--- Description of the task ---
From the line that includes "object | asphalt race track" to the last line of the data, quote each line precisely; both boundary lines belong in the answer.

───── Source data

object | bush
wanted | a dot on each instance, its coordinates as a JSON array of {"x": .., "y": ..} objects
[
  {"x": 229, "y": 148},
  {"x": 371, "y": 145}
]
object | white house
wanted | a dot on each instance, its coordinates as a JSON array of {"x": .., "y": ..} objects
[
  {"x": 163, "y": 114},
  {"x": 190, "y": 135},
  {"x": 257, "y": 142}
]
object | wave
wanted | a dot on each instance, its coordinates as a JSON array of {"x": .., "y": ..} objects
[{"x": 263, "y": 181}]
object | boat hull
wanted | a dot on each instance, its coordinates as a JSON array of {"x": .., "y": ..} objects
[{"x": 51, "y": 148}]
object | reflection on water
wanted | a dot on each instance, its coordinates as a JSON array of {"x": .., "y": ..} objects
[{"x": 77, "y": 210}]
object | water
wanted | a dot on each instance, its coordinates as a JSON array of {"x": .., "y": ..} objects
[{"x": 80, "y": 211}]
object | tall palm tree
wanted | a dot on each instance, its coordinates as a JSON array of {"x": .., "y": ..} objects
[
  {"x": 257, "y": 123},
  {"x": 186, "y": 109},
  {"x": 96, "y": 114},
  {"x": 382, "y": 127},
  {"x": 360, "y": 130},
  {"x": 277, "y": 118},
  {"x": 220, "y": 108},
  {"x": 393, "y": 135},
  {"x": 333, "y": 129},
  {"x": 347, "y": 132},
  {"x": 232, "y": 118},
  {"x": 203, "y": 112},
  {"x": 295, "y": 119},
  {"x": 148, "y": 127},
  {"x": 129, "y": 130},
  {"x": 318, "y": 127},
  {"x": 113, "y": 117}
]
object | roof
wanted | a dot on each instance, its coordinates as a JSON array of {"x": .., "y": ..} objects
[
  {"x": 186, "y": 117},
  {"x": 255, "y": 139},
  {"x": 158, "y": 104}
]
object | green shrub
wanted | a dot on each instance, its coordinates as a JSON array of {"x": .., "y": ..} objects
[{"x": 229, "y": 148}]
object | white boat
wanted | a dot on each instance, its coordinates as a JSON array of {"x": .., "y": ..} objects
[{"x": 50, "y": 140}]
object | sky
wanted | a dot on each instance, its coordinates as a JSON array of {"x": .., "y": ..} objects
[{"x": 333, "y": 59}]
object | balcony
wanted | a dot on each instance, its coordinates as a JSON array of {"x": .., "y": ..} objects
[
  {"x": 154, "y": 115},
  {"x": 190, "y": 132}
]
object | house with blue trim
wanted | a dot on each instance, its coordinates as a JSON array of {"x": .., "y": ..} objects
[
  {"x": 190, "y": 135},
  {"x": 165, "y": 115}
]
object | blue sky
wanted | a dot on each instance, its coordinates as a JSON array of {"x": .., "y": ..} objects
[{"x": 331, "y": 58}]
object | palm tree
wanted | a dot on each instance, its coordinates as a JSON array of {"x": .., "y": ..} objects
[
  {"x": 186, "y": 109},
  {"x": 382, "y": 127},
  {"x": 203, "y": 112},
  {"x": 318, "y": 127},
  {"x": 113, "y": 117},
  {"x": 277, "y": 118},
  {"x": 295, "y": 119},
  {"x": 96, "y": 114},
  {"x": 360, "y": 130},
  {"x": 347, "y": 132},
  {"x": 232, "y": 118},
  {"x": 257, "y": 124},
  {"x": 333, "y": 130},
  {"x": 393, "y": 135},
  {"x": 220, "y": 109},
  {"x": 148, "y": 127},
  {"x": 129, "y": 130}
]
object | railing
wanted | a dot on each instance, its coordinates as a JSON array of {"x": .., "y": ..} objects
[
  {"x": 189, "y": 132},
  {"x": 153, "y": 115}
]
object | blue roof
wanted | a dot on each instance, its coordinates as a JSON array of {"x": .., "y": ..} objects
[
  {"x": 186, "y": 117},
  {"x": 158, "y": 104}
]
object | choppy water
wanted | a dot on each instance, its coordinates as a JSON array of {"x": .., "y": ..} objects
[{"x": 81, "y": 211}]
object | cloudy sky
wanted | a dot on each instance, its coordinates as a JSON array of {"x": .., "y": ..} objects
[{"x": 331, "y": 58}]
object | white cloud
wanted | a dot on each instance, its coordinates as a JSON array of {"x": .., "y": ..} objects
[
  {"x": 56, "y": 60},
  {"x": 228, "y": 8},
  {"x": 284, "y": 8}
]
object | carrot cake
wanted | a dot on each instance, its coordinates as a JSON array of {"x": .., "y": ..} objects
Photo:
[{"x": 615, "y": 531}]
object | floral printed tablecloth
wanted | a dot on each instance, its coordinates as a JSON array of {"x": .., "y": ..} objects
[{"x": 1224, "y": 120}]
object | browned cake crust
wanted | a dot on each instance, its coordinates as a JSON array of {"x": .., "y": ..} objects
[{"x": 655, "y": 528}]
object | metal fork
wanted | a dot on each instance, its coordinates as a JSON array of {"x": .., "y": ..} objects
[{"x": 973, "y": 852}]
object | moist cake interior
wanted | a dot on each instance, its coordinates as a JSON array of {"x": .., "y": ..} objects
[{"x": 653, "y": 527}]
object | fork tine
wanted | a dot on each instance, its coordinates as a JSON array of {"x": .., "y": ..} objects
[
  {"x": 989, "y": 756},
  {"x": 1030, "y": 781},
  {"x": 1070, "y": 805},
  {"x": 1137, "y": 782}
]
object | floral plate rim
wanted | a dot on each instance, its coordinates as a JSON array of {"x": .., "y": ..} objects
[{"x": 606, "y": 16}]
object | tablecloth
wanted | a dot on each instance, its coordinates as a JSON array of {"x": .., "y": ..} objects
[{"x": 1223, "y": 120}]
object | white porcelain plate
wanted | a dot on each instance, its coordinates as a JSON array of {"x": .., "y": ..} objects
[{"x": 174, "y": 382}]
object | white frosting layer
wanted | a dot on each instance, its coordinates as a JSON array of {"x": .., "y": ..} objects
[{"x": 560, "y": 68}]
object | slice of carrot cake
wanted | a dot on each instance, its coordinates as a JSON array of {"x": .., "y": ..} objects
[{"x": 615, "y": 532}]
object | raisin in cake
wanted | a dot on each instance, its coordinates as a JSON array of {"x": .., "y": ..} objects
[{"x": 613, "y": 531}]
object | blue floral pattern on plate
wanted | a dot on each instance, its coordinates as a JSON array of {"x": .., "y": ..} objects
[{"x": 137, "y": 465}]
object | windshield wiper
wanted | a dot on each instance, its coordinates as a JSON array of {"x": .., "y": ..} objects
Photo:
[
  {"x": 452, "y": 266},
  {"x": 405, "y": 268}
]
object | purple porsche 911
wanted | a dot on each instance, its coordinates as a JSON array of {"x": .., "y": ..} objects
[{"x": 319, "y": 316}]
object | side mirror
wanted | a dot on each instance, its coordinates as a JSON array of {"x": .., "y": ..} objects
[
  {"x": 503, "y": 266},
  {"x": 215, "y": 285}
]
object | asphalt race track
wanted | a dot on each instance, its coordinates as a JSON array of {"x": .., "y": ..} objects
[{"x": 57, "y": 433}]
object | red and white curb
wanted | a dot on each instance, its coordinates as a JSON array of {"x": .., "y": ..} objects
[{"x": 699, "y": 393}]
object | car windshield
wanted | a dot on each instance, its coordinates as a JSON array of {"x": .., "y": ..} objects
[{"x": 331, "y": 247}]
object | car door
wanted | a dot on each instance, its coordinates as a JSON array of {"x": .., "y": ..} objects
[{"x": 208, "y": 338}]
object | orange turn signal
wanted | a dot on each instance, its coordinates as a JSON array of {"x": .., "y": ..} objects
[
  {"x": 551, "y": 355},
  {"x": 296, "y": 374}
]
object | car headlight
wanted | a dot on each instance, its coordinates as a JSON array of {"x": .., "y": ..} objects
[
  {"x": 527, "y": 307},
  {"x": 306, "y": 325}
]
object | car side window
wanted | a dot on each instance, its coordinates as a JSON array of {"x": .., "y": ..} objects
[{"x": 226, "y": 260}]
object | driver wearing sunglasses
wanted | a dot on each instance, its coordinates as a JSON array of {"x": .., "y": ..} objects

──────────

--- Correct response ---
object | asphalt race track
wanted | a dot on each instance, its coordinates as a JSON array of {"x": .., "y": ..} objects
[{"x": 57, "y": 433}]
object | red and white curb
wanted | a dot on each instance, its coordinates as a JSON array of {"x": .., "y": ..} objects
[{"x": 699, "y": 393}]
object | car windshield
wanted | a dot on each instance, its coordinates as a JSON array of {"x": .., "y": ..} objects
[{"x": 331, "y": 247}]
object | car door
wanted | a dot on each instance, its coordinates as a JSON array of {"x": .., "y": ..} objects
[{"x": 208, "y": 338}]
object | orange turn signal
wanted | a dot on each instance, its coordinates as a JSON array of {"x": .., "y": ..} objects
[
  {"x": 551, "y": 355},
  {"x": 296, "y": 374}
]
object | car headlight
wanted | a dot on each instance, its coordinates as a JSON array of {"x": .., "y": ..} objects
[
  {"x": 527, "y": 307},
  {"x": 306, "y": 325}
]
object | car side window
wanted | a dot on each instance, its coordinates as a JSON array of {"x": .., "y": ..} objects
[{"x": 226, "y": 260}]
object | driver wearing sunglasses
wanted | a dot on each instance, its coordinates as a JSON array of {"x": .., "y": ..} objects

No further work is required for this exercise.